## Document passage
● ● ● ●
- Theatrical release poster
- Directed by: Lijo Jose Pellissery
- Written by: S. Hareesh; R. Jayakumar;
- Based on: Maoist by S. Hareesh
- Produced by: O. Thomas Panicker
- Starring: Antony Varghese; Chemban Vinod Jose; Sabumon Abdusamad;
- Cinematography: Girish Gangadharan
- Edited by: Deepu S. Joseph
- Music by: Prashant Pillai
- Production companies: Opus Penta Kasargod Pictures Chembosky Motion Pictures
- Distributed by: Friday Film House
- Release dates: 6 September 2019 (TIFF); 4 October 2019 (India);
- Running time: 95 minutes
- Country: India
- Language: Malayalam

= Jallikattu (2019 film) =

2019 film directed by Lijo Jose Pellissery

Jallikattu is a 2019 Indian Malayalam-language independent action thriller film directed by Lijo Jose Pellissery with a screenplay by S. Hareesh and R. Jayakumar. The film stars Antony Varghese, Chemban Vinod Jose, Sabumon Abdusamad and Santhy Balachandran. In the film, a bull escapes from a slaughterhouse in a hilly remote village and the villagers set out to capture or kill it.

Jallikattu premiered on 6 September 2019 at the 2019 Toronto International Film Festival and received widespread critical acclaim. The film was showcased at the 24th Busan International Film Festival under the section "A Window on Asian Cinema". It was released in the home state Kerala on 4 October 2019. Lijo Jose Pellissery received the Silver Peacock-Best Director trophy at the 50th International Film Festival of India. It was selected as the Indian entry for the Best International Feature Film at the 93rd Academy Awards, but it was not nominated. It was third Malayalam film after Guru and Adaminte Makan Abu to be chosen as India's official entry to the Oscars. It was included in The Hindu's top 25 Malayalam films of the decade and is widely regarded as one of the defining movies of the New Wave Movement.
● ● ● ●
## Information supplied
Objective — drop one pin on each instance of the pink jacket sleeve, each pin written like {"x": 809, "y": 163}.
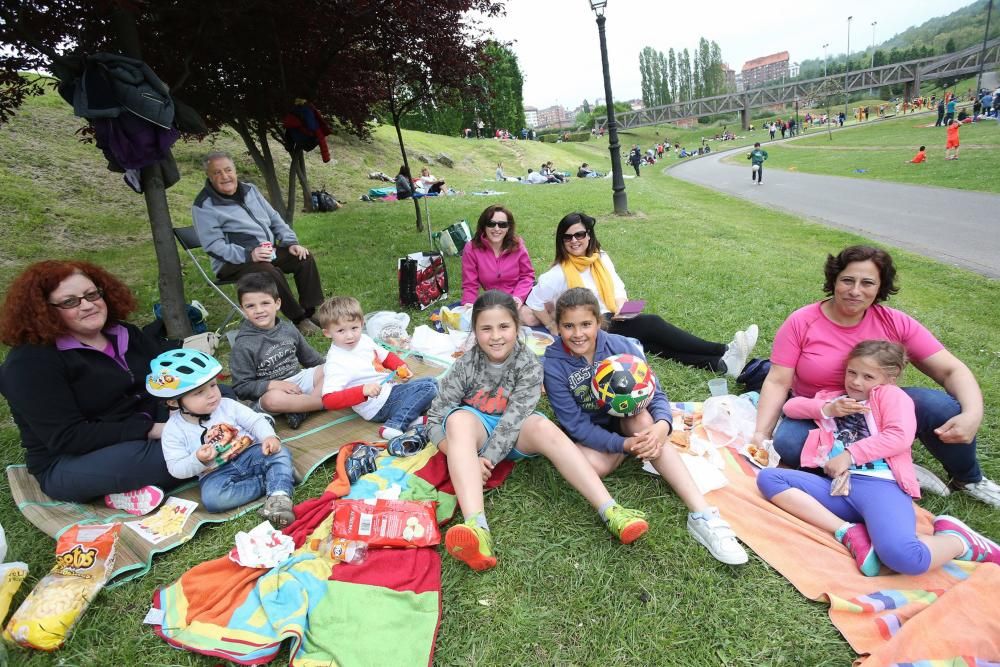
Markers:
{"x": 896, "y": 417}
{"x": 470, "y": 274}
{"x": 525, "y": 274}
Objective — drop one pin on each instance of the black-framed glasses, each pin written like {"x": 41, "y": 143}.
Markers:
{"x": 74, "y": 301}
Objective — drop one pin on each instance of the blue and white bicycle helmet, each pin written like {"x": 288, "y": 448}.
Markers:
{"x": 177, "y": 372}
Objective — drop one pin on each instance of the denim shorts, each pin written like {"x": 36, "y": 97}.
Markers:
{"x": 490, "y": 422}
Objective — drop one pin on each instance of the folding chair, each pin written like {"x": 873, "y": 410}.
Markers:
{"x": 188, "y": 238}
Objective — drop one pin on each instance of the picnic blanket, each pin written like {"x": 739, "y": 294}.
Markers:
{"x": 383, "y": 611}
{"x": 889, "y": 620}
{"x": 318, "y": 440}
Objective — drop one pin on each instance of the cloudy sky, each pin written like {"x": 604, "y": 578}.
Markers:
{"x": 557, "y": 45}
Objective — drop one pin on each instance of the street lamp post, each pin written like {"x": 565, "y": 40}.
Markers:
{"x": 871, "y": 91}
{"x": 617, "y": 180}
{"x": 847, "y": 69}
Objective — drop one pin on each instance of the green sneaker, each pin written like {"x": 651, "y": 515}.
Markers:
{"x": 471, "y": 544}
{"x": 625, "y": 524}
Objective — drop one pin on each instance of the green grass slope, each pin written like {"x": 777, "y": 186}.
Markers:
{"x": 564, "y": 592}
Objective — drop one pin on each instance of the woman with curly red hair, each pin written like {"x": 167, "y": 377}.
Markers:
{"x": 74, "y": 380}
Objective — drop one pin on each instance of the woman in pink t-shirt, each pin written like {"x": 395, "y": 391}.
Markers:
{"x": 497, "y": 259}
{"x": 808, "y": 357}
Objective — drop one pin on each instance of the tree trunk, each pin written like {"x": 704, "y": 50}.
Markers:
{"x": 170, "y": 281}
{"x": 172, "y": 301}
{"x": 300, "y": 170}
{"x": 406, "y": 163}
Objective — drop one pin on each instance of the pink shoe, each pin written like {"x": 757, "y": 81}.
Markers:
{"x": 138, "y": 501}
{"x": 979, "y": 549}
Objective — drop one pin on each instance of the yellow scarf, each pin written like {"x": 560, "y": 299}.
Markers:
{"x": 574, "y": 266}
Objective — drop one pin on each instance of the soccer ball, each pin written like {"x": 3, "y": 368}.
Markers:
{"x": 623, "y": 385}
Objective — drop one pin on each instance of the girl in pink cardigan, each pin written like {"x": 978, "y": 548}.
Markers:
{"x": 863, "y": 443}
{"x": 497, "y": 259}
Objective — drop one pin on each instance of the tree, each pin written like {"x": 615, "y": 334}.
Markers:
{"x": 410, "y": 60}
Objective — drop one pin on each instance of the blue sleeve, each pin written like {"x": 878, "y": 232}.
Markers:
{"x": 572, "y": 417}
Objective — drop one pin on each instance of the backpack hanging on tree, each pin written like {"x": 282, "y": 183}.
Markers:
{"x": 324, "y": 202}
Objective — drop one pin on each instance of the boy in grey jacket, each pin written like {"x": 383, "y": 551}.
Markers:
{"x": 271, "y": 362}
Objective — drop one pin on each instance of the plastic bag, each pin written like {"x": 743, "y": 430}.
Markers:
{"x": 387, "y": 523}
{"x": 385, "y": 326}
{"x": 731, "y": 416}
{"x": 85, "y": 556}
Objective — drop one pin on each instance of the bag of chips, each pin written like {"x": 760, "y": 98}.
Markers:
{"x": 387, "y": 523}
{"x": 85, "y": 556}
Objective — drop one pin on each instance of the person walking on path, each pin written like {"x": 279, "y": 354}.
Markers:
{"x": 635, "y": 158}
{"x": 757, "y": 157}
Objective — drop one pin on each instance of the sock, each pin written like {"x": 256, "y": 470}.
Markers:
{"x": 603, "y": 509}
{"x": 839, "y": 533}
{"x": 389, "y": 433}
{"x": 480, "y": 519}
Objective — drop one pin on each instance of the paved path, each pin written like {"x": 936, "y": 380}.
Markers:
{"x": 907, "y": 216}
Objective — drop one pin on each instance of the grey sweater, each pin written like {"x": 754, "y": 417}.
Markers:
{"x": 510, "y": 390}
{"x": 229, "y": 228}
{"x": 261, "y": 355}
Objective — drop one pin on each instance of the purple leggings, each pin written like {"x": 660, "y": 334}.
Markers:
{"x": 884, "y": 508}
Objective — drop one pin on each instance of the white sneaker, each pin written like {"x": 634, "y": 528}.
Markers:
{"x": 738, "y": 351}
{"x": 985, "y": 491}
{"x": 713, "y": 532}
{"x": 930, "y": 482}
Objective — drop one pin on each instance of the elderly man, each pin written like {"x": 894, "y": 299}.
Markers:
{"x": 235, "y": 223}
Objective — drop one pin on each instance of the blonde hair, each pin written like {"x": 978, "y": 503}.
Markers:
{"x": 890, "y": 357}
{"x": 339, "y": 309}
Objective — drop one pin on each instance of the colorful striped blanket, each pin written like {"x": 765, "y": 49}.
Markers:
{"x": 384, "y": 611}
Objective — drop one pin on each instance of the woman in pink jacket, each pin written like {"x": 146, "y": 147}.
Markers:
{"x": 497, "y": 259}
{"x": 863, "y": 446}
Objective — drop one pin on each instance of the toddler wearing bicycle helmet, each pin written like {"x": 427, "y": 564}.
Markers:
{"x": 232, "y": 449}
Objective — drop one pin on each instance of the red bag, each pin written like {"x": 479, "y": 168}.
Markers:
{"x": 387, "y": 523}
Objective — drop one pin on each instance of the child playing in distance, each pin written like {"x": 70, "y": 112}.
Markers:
● ● ● ●
## Goal
Please state, from the article on the film Jallikattu, which film festival hosted the film's premiere.

## The output
The 2019 Toronto International Film Festival, on 6 September 2019.